Provided text:
************

2.1.          License Grants. Subject to the terms of this Agreement, CLI hereby grants to CLT, Evergreen and their Affiliates for the Term, a non-exclusive license under the Patent Rights to (i) demonstrate the Licensed Process and Licensed Product; and (ii) sell software or services which utilize the Licensed Process and Licensed Product (“Greenhouse Gas Calculator”) in the Energy Field in the Territory. The License granted hereby shall be subject to all the terms and conditions of the Master License and CLT agrees not to take any action or inaction that would breach or be in conflict with the Master License.

 

2.2.          Responsibility for Patent Rights.  Pursuant to the Master License, CLI is obligated to prepare, file, prosecute and maintain all of the Patent Rights.  In the event CLI fails to timely file, prosecute or maintain any Patent Right, and SDSM&T does not file, prosecute or maintain such Patent Right within 30 days of notice thereof, CLI shall immediately notify CLT and Evergreen in writing, and CLT and Evergreen shall have the right, but not the obligation to file, prosecute or maintain such Patent Right at CLT or Evergreen’s expense.

************

Written instruction:
Reproduce word for word the part of the patent license text between "2.2.          Responsibility for" and "or Evergreen’s expense.", inclusive. The listing isn't needed for this.

************

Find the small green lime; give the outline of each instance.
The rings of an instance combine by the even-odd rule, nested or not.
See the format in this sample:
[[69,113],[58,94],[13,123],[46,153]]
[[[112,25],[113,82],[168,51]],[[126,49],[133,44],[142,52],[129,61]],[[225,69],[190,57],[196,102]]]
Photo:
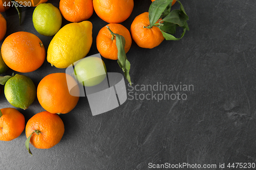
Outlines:
[[104,61],[96,57],[81,60],[75,66],[74,71],[78,82],[87,87],[100,84],[106,76]]
[[6,64],[2,57],[1,48],[0,48],[0,75],[7,71],[8,68],[8,66]]
[[54,35],[60,28],[61,23],[60,12],[52,4],[40,4],[35,8],[33,23],[40,34],[46,36]]
[[5,85],[5,95],[13,106],[27,109],[36,96],[35,84],[28,77],[18,74],[9,79]]

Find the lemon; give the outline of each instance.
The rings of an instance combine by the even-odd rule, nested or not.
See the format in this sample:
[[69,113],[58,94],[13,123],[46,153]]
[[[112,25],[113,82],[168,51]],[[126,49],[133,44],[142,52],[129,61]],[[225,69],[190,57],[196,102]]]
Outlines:
[[96,57],[86,57],[80,60],[74,71],[78,82],[87,87],[99,84],[106,76],[104,61]]
[[62,17],[59,9],[52,4],[40,4],[33,13],[33,24],[36,30],[46,36],[54,35],[61,27]]
[[28,77],[18,74],[10,78],[5,85],[5,95],[12,106],[27,109],[34,102],[36,89]]
[[9,67],[3,60],[1,55],[1,48],[0,48],[0,75],[7,71]]
[[86,57],[93,41],[92,29],[89,21],[63,27],[50,43],[47,61],[52,66],[65,68]]

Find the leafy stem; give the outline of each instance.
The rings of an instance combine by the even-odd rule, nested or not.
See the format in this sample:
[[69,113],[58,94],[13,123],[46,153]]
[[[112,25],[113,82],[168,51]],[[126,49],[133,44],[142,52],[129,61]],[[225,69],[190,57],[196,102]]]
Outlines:
[[28,137],[25,142],[26,148],[28,150],[28,151],[29,151],[29,153],[31,154],[31,156],[33,156],[33,155],[32,154],[31,151],[30,151],[30,149],[29,149],[29,142],[30,142],[30,138],[31,138],[32,135],[34,133],[35,133],[37,135],[39,135],[41,132],[39,130],[35,130],[29,136],[29,137]]
[[132,82],[131,81],[131,77],[129,75],[130,69],[131,68],[131,63],[127,59],[124,46],[125,45],[125,39],[122,35],[114,33],[110,29],[109,26],[106,26],[108,29],[110,31],[112,38],[113,36],[115,38],[116,45],[117,47],[117,63],[119,66],[122,68],[124,76],[126,78],[128,82],[132,85]]
[[[177,2],[180,4],[180,9],[171,11],[172,2],[173,0],[156,0],[152,3],[148,10],[150,26],[147,28],[152,28],[151,26],[158,27],[166,40],[178,40],[183,37],[186,31],[189,30],[187,22],[188,16],[179,1]],[[162,19],[156,23],[160,18]],[[178,27],[183,29],[179,38],[172,35],[176,33]]]

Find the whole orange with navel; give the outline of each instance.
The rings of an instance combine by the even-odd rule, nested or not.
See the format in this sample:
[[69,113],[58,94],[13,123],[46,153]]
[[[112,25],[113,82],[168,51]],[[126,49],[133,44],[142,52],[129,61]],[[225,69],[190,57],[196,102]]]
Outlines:
[[141,47],[153,48],[159,45],[164,39],[163,34],[158,27],[147,28],[150,25],[148,12],[146,12],[137,16],[131,26],[133,39]]
[[133,0],[93,0],[94,11],[98,16],[109,23],[120,23],[131,15]]
[[92,15],[93,0],[60,0],[59,10],[67,20],[79,22]]
[[8,36],[1,48],[3,59],[8,67],[20,72],[35,70],[42,64],[46,51],[35,35],[17,32]]
[[12,108],[0,111],[0,140],[10,141],[18,137],[25,127],[25,118],[17,110]]
[[129,51],[132,45],[132,37],[129,31],[122,25],[119,23],[110,23],[102,28],[99,32],[96,38],[97,48],[100,55],[104,58],[117,60],[117,47],[116,44],[115,36],[112,36],[109,29],[115,34],[123,36],[125,39],[124,50],[125,53]]
[[[74,95],[70,94],[71,90]],[[39,103],[46,110],[51,113],[67,113],[78,102],[79,88],[71,76],[64,72],[53,73],[39,83],[37,93]]]
[[46,111],[35,114],[26,125],[27,138],[31,135],[30,143],[38,149],[54,147],[59,142],[64,131],[64,124],[59,115]]

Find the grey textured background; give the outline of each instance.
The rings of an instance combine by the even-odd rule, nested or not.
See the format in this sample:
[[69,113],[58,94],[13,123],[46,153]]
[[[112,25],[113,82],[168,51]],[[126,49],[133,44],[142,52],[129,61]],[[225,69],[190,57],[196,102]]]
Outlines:
[[[190,31],[183,38],[164,40],[153,49],[140,48],[133,41],[126,55],[134,85],[193,85],[194,91],[182,92],[187,95],[187,100],[127,100],[117,109],[92,116],[87,99],[80,98],[75,109],[60,115],[65,133],[53,148],[31,146],[31,157],[25,147],[25,131],[11,141],[0,141],[0,169],[133,170],[149,169],[150,162],[255,162],[255,2],[181,2],[189,17]],[[58,1],[48,3],[58,7]],[[132,15],[122,24],[130,30],[135,17],[147,11],[151,3],[135,0]],[[178,4],[174,8],[179,8]],[[6,37],[17,31],[29,32],[47,49],[52,37],[41,36],[34,28],[34,9],[23,13],[20,26],[17,15],[3,13],[7,21]],[[95,13],[89,20],[93,25],[90,56],[98,53],[96,37],[107,23]],[[62,26],[68,23],[63,19]],[[116,61],[103,60],[109,72],[122,72]],[[37,86],[45,76],[57,72],[65,69],[51,67],[46,60],[38,69],[24,75]],[[126,87],[131,89],[127,84]],[[0,107],[12,107],[3,86],[1,90]],[[28,109],[18,110],[26,122],[44,110],[37,100]]]

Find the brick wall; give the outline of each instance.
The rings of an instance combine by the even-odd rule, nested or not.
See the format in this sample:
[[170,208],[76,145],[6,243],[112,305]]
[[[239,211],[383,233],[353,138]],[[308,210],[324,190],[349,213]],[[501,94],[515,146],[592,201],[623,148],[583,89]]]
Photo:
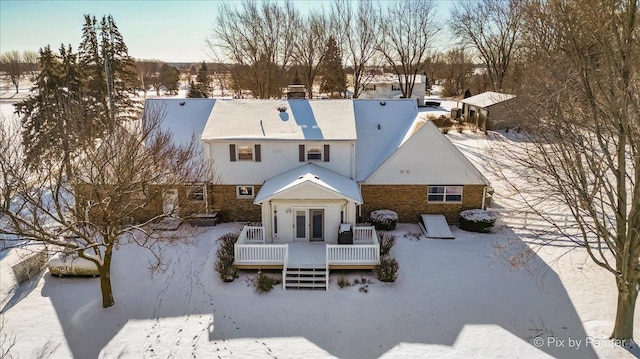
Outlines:
[[482,206],[484,185],[466,185],[462,203],[427,203],[427,185],[362,185],[362,217],[377,209],[390,209],[398,213],[398,222],[415,223],[420,214],[444,214],[450,223],[458,222],[460,211]]
[[[260,191],[260,185],[253,186],[253,195]],[[262,212],[259,205],[253,204],[253,198],[238,198],[236,185],[211,185],[210,202],[214,211],[218,211],[222,221],[261,222]]]

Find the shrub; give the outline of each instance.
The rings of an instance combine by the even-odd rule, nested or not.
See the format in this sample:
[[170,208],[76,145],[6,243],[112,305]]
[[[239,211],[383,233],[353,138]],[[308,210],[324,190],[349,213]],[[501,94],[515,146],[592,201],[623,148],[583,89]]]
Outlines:
[[338,287],[344,288],[344,287],[350,287],[350,286],[351,286],[351,282],[349,282],[349,279],[347,279],[347,277],[340,276],[338,278]]
[[369,217],[371,223],[378,231],[393,230],[396,228],[396,223],[398,223],[398,214],[388,209],[373,211]]
[[451,119],[445,115],[442,115],[435,119],[431,117],[427,117],[427,118],[431,119],[431,121],[433,121],[433,124],[436,125],[436,127],[438,127],[440,131],[445,135],[449,133],[451,126],[453,126],[453,121],[451,121]]
[[235,261],[234,245],[238,241],[238,233],[225,233],[218,239],[220,247],[216,252],[215,269],[220,274],[220,279],[225,282],[233,282],[238,277],[238,270],[233,265]]
[[380,255],[386,256],[396,244],[396,236],[389,232],[380,232],[378,233],[378,241],[380,242]]
[[381,282],[395,282],[398,278],[398,261],[393,257],[381,257],[376,267],[376,277]]
[[271,289],[273,289],[273,286],[278,283],[279,281],[277,279],[262,273],[261,270],[258,271],[258,275],[253,279],[253,286],[256,288],[256,291],[260,293],[269,293]]
[[496,215],[484,209],[468,209],[460,212],[460,229],[469,232],[489,233],[496,223]]

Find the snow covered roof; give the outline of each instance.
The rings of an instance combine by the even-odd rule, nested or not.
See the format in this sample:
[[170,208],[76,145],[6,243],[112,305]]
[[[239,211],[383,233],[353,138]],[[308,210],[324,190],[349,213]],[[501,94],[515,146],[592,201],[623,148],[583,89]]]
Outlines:
[[347,100],[218,100],[202,140],[356,139],[351,101]]
[[[384,104],[384,105],[383,105]],[[415,100],[354,100],[356,181],[364,181],[403,143],[418,116]]]
[[487,91],[483,92],[479,95],[467,97],[460,102],[466,103],[471,106],[477,106],[482,108],[487,108],[493,106],[497,103],[504,102],[516,97],[515,95],[509,95],[500,92]]
[[195,136],[196,145],[200,146],[199,136],[215,103],[212,98],[156,98],[145,102],[145,111],[164,114],[161,126],[173,133],[174,143],[187,145]]
[[278,194],[305,184],[315,185],[335,193],[337,197],[349,199],[357,204],[362,203],[362,195],[355,181],[313,163],[296,167],[265,181],[254,203],[260,204]]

************

Written answer:
2.2.          Responsibility for Patent Rights.  Pursuant to the Master License, CLI is obligated to prepare, file, prosecute and maintain all of the Patent Rights.  In the event CLI fails to timely file, prosecute or maintain any Patent Right, and SDSM&T does not file, prosecute or maintain such Patent Right within 30 days of notice thereof, CLI shall immediately notify CLT and Evergreen in writing, and CLT and Evergreen shall have the right, but not the obligation to file, prosecute or maintain such Patent Right at CLT or Evergreen’s expense.